Segment Start: PROVIDED ENTRIES

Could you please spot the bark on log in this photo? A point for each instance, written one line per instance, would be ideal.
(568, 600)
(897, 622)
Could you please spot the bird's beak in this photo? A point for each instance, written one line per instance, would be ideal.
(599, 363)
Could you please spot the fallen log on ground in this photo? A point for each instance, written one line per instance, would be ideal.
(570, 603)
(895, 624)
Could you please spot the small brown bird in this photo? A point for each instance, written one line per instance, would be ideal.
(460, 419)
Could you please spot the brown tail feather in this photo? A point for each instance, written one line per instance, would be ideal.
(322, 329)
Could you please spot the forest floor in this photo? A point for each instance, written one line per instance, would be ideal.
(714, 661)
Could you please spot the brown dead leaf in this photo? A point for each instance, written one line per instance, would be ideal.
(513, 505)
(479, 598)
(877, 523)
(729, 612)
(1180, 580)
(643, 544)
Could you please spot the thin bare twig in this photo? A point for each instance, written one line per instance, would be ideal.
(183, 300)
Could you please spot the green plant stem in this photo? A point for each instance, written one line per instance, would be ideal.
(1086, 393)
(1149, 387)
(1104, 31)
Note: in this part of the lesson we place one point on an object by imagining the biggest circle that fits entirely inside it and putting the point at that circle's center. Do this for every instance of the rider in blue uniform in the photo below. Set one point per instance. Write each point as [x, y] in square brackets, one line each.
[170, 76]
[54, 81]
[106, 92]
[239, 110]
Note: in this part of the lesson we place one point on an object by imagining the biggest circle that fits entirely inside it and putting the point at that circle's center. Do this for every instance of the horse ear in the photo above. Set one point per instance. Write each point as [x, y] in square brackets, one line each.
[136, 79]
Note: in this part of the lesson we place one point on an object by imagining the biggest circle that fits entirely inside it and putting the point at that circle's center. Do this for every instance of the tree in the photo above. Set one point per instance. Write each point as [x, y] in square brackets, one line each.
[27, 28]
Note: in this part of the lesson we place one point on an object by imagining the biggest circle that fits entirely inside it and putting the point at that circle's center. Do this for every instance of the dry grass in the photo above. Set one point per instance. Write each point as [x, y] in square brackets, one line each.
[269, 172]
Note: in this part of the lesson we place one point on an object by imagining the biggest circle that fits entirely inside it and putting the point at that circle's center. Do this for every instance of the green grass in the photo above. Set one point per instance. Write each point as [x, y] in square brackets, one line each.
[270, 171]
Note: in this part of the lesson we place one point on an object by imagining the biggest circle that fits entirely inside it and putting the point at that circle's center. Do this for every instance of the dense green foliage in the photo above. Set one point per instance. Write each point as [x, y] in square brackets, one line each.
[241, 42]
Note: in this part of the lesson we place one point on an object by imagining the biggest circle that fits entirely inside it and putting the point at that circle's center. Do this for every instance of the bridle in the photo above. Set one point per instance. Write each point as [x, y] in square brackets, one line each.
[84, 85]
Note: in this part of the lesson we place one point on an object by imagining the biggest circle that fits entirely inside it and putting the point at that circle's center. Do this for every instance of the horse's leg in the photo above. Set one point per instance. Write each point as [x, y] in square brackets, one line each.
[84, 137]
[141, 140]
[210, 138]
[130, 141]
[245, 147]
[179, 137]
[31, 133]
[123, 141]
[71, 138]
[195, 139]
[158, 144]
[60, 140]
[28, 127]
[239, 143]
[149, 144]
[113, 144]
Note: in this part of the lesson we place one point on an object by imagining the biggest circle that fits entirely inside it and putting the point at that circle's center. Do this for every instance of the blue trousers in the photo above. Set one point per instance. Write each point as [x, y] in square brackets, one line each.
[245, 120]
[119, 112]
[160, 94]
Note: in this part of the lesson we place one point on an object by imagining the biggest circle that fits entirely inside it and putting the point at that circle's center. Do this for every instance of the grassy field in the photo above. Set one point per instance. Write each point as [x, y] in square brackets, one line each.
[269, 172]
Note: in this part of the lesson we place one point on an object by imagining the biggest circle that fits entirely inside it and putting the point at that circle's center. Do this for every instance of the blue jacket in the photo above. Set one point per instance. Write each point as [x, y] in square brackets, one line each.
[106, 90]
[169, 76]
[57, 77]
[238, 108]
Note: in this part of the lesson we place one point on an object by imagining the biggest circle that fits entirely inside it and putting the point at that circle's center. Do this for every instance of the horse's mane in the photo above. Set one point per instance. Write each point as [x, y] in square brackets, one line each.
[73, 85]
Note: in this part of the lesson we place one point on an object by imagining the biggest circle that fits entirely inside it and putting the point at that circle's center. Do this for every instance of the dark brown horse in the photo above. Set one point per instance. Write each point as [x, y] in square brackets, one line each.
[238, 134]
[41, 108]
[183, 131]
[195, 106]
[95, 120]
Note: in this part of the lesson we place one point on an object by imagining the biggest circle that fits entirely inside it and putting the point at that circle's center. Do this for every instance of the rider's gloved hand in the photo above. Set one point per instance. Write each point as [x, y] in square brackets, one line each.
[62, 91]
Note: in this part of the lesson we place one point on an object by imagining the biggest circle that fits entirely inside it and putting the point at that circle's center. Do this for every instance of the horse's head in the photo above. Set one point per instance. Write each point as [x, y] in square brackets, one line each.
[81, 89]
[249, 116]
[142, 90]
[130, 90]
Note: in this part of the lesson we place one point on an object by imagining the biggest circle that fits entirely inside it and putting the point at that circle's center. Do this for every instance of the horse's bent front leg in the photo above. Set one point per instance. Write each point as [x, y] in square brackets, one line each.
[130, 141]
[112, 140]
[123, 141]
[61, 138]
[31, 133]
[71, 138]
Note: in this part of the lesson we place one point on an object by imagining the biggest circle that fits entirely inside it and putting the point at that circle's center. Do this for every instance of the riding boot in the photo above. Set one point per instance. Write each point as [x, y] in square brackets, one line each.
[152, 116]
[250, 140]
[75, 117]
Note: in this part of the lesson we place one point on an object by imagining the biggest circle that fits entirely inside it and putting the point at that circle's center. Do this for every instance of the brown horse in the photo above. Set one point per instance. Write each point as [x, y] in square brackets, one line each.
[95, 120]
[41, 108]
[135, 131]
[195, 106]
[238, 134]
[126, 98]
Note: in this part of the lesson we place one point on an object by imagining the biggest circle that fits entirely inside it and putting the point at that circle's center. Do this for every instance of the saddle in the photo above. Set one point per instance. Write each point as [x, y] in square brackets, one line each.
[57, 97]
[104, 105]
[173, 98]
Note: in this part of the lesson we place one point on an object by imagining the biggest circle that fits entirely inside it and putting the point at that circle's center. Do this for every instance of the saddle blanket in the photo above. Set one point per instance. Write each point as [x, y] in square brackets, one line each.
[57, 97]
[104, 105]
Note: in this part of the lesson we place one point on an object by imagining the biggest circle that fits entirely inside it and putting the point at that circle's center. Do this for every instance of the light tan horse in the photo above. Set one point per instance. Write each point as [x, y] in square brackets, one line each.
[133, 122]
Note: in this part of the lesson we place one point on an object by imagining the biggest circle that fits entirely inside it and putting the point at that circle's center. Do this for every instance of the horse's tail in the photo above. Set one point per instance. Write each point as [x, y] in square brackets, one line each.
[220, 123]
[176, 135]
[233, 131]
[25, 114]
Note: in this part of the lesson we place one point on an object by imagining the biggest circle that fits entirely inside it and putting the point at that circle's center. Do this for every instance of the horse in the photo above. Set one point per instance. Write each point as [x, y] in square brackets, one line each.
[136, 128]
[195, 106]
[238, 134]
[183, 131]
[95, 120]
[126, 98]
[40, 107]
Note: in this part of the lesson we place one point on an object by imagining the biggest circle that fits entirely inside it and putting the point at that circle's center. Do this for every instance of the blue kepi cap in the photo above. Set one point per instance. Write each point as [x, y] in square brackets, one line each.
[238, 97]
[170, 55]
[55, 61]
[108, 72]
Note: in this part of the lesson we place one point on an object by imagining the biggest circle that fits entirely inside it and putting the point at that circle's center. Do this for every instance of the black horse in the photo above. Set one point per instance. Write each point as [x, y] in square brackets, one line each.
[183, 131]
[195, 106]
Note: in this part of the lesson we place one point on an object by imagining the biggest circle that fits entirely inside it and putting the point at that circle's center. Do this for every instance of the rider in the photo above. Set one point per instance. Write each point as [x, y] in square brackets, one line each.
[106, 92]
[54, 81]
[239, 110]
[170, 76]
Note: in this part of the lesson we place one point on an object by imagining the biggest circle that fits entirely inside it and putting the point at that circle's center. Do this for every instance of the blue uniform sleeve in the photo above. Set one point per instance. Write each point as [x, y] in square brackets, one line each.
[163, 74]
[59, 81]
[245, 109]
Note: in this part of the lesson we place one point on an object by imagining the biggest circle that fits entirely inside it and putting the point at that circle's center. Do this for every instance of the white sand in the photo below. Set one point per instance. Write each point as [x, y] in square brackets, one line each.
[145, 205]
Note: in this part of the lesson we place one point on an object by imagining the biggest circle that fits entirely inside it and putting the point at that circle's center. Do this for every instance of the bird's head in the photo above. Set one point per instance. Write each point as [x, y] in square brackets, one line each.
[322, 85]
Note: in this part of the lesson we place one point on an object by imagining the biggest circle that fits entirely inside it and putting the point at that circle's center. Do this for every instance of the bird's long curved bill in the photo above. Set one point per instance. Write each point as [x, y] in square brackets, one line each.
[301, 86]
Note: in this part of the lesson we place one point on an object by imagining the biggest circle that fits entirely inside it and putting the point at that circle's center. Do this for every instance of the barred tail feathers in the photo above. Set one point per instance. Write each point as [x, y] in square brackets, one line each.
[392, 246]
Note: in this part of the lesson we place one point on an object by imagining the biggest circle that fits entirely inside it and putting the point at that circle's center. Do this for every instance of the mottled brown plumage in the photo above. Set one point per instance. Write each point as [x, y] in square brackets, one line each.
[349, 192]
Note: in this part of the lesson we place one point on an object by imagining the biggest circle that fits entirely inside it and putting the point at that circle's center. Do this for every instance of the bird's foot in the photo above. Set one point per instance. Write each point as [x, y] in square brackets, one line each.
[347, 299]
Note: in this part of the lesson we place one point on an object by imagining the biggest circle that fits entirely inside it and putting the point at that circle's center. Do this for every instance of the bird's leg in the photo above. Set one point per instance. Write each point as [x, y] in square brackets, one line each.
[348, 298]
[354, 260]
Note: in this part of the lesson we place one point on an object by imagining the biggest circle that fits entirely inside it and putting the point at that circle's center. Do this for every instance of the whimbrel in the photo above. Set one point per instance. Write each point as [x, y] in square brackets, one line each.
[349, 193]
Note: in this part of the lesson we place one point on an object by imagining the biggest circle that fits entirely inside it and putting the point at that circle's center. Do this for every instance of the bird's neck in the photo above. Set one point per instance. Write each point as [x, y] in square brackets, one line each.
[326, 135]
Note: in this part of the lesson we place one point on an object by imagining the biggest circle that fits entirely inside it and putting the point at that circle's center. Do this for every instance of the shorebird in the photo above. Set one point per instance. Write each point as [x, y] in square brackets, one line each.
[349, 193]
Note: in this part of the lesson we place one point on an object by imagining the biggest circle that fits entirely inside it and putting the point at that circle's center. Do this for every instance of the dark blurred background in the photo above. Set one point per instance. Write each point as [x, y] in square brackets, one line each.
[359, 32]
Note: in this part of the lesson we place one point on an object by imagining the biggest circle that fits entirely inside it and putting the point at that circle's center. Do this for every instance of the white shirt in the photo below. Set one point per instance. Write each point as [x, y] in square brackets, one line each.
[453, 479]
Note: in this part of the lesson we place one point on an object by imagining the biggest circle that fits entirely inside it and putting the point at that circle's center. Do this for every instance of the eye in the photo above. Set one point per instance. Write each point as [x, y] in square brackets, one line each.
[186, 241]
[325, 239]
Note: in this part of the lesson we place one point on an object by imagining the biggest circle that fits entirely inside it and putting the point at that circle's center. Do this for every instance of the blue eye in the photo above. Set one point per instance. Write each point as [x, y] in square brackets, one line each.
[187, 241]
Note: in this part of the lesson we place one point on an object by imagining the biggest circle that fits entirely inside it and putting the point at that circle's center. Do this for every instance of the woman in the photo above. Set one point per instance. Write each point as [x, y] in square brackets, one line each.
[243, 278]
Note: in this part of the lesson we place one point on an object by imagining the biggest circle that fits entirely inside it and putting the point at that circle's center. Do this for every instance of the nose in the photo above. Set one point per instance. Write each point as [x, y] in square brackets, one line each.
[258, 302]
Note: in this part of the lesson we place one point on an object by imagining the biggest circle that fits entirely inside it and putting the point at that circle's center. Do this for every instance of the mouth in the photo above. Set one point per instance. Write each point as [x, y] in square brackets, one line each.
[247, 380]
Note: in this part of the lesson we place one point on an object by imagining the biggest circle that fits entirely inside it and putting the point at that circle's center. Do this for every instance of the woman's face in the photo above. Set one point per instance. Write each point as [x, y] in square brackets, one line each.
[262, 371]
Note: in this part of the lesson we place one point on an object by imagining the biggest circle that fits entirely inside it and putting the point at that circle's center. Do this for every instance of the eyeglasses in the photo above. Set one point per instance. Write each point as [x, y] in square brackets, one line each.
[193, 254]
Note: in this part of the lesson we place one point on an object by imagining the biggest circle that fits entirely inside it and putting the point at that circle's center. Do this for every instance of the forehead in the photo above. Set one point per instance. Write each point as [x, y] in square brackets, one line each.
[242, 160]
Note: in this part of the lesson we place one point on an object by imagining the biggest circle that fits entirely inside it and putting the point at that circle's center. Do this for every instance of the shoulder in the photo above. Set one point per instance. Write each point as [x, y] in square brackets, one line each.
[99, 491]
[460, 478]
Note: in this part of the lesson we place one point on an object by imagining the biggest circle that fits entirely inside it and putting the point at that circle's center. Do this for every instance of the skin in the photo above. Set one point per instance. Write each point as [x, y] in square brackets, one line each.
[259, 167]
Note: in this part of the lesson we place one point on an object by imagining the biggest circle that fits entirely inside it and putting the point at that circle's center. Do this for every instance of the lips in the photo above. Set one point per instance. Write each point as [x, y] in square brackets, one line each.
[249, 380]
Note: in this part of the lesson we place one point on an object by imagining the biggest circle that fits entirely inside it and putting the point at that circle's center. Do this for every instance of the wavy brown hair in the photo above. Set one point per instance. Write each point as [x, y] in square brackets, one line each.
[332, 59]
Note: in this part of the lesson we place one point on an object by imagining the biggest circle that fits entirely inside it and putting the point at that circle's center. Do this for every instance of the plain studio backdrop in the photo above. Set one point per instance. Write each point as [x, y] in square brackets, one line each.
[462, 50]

Segment End: PROVIDED ENTRIES

» **WORK REQUEST**
Your answer must consist only of the lines from the one with "of the plain" through the final line of the entries, each retyped exactly.

» **RESULT OF THE TASK**
Note: in this part of the lesson we place one point on an object by imagining the biggest circle that fits entirely inside it and putting the point at that circle's center. Do this for every instance of the plain studio backdrop in the photo above. Set one point per instance. Write each point as [x, y] in square brackets, one line each.
[462, 50]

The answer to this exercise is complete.